◆ WHAT TO DO:
Each record below is to be restated word for word.

◆ MATERIAL TO PROCESS:
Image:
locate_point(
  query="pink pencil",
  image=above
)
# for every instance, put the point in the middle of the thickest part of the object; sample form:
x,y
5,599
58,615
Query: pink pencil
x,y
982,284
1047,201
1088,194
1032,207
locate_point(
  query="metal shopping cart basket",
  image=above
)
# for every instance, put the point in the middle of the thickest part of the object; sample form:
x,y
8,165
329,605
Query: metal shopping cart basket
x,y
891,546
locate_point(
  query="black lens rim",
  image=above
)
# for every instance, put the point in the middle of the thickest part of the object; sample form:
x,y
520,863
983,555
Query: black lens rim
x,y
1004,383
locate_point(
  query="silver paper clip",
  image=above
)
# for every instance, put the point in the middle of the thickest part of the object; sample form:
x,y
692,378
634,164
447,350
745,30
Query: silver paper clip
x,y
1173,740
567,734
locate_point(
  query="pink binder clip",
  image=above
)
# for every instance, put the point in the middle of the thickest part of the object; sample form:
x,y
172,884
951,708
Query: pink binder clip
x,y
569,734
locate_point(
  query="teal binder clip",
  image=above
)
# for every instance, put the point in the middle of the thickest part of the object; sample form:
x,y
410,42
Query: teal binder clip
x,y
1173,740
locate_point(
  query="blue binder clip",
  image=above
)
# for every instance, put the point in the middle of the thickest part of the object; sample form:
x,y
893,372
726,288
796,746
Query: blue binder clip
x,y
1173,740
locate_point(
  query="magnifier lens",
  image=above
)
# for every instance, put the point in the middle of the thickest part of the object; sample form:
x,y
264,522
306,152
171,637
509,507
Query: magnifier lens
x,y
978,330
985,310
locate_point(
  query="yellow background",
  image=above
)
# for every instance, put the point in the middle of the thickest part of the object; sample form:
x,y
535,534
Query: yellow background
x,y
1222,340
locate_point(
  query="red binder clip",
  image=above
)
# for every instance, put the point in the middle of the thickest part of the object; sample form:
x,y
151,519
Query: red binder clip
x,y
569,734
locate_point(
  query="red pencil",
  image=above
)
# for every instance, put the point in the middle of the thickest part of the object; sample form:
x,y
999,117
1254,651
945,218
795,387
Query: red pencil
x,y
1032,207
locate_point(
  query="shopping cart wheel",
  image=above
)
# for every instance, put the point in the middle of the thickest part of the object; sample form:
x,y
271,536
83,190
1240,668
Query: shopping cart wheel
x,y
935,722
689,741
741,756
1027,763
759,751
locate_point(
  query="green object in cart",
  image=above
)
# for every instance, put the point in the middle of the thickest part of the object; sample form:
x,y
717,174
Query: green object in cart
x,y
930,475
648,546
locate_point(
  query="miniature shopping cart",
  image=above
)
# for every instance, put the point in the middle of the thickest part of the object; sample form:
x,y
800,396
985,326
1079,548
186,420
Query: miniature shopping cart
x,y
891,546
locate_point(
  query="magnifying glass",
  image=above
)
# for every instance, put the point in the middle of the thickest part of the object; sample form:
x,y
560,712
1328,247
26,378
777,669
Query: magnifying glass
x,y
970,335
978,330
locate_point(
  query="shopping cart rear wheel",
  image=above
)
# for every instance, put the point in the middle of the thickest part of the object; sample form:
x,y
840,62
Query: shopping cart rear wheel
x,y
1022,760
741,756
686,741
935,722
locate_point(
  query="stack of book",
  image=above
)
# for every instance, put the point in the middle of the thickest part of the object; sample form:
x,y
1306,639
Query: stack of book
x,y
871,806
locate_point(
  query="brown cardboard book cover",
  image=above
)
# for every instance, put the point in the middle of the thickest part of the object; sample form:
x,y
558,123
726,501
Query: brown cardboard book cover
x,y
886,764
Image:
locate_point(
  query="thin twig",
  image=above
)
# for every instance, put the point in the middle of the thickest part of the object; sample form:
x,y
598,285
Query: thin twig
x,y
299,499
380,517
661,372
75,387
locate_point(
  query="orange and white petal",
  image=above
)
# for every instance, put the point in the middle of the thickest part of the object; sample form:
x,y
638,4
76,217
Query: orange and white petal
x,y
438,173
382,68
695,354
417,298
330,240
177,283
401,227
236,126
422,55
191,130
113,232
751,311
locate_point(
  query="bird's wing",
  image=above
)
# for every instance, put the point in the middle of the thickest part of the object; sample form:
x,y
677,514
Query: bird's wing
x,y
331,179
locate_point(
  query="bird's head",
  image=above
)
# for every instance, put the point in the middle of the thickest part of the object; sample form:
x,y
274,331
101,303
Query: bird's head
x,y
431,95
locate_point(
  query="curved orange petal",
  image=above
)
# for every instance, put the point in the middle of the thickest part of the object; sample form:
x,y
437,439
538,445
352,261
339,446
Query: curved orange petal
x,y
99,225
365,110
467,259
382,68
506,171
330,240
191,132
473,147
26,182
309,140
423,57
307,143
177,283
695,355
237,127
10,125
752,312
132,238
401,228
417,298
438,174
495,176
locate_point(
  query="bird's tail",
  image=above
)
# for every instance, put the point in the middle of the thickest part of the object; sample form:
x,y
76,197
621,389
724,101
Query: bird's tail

◆ EXERCISE RESULT:
Image:
locate_point(
  query="pink pencil",
  image=above
)
# for every instance, put the point in the middle of the thickest part of the object; sample form:
x,y
5,599
58,615
Query: pink pencil
x,y
982,284
1047,201
1088,194
1032,207
locate_point(
  query="metal shopping cart basket",
  image=above
)
# for every instance, put the point in the middle of the thickest part of the object; sample form:
x,y
8,165
329,605
Query: metal shopping cart basket
x,y
891,546
locate_point(
  query="black lens rim",
  image=above
)
# for every instance, put the point in the middle of the thickest part of the object; sample form:
x,y
520,863
983,555
Query: black lens rim
x,y
1004,383
locate_point(
  query="silver paper clip",
  image=above
)
# for every instance, put the point in the middle of the thickest part of the object; sample form:
x,y
692,378
634,164
447,350
745,30
Query: silver paper clip
x,y
1173,740
567,734
locate_point(
  query="pink binder clip",
  image=above
)
# for every instance, put the point in the middle of the thickest part of the object; sample form:
x,y
172,884
951,708
Query: pink binder clip
x,y
569,734
locate_point(
  query="teal binder clip",
  image=above
)
# for every instance, put the point in the middle of the thickest part of the object; sample form:
x,y
410,42
Query: teal binder clip
x,y
1173,740
locate_point(
  query="blue binder clip",
  image=above
)
# for every instance, put the point in the middle of the thickest part of the object; sample form:
x,y
893,372
726,288
796,746
Query: blue binder clip
x,y
1173,740
locate_point(
  query="magnifier lens",
  image=above
)
# for every instance, put the point in the middle of the thickest part of the object; sample form:
x,y
264,522
306,152
171,637
509,507
Query: magnifier lens
x,y
978,330
985,310
locate_point(
  query="yellow background",
  image=above
)
# for every instance, put the point in the middle of the thickest part of the object; sample form:
x,y
535,534
Query: yellow background
x,y
1222,340
locate_point(
  query="red binder clip",
  image=above
)
# for every instance, put the point in the middle of the thickest part of the object; sample form:
x,y
151,519
Query: red binder clip
x,y
569,734
locate_point(
  query="red pencil",
  image=above
)
# for every instance, put the point in the middle of the thickest part of the object; sample form:
x,y
999,117
1254,651
945,218
795,387
Query: red pencil
x,y
1032,207
locate_point(
  query="shopping cart wheel",
  image=above
)
# for every instance, put the point in the middle of the thickest part of the object; sample form:
x,y
271,536
83,190
1240,668
Query: shopping cart wheel
x,y
935,722
689,741
741,756
1027,763
759,751
locate_point(
  query="green object in cart",
  image=above
)
# for every instance, put the point in the middle of the thickest part of the object; sample form:
x,y
717,174
Query: green object in cart
x,y
930,475
648,546
locate_point(
  query="miniature shopping cart",
  image=above
)
# for every instance, put the point in the middle of the thickest part of the object; sample form:
x,y
800,396
985,326
1079,548
186,420
Query: miniature shopping cart
x,y
891,546
locate_point(
  query="magnifying glass",
  image=above
)
# for every instance, put the point in the middle of the thickest part of the object; sample form:
x,y
560,712
1328,247
26,378
777,669
Query: magnifying glass
x,y
970,335
978,330
locate_point(
  query="shopping cart rear wheel",
  image=above
)
# for every instance, put the point in the middle of the thickest part of the object; sample form:
x,y
840,62
Query: shopping cart rear wheel
x,y
1022,760
741,756
686,741
935,722
locate_point(
  query="stack of book",
  image=above
)
# for every instance, put the point in the middle of the thickest part of the object; sample form:
x,y
1306,639
Query: stack of book
x,y
871,806
locate_point(
  query="brown cardboard book cover",
  image=above
)
# for every instance, put the point in the middle of the thickest part of the object; sample form:
x,y
558,123
726,501
Query: brown cardboard book cover
x,y
886,764
Image:
locate_point(
  query="thin twig",
  image=above
)
# for every instance, put the point in the middle of the thickest part of the object; sample form:
x,y
598,285
Query: thin twig
x,y
299,499
380,517
661,372
75,387
locate_point(
  query="orange and white petal",
  image=above
)
# for every instance, put the point in the middle of the thickest part of the object; sample form:
x,y
638,4
76,217
Query: orange and white petal
x,y
438,173
382,68
695,354
417,298
330,240
177,283
401,227
236,126
422,55
191,130
113,232
751,311
locate_point(
  query="bird's wing",
  image=above
)
# for every instance, put the point in the middle of the thickest part of the object; sample form:
x,y
677,514
Query: bird's wing
x,y
331,179
locate_point(
  query="bird's head",
  image=above
)
# for every instance, put the point in the middle of the thickest part of the object; sample form:
x,y
274,331
101,303
Query: bird's head
x,y
431,95
locate_point(
  query="curved orange petal",
  image=above
)
# for every instance, put the point in the middle of the thickest part of the object; sample form:
x,y
437,439
538,445
352,261
339,446
Query: curved orange petal
x,y
99,225
365,110
467,259
382,68
506,171
330,240
191,132
473,147
26,182
309,140
423,57
307,143
177,283
695,355
237,127
10,125
752,312
132,238
401,228
417,298
438,174
495,176
locate_point(
  query="bird's tail",
  image=above
)
# for every instance, put the point in the middle of the thickest part of the object; sample form:
x,y
76,197
621,389
724,101
Query: bird's tail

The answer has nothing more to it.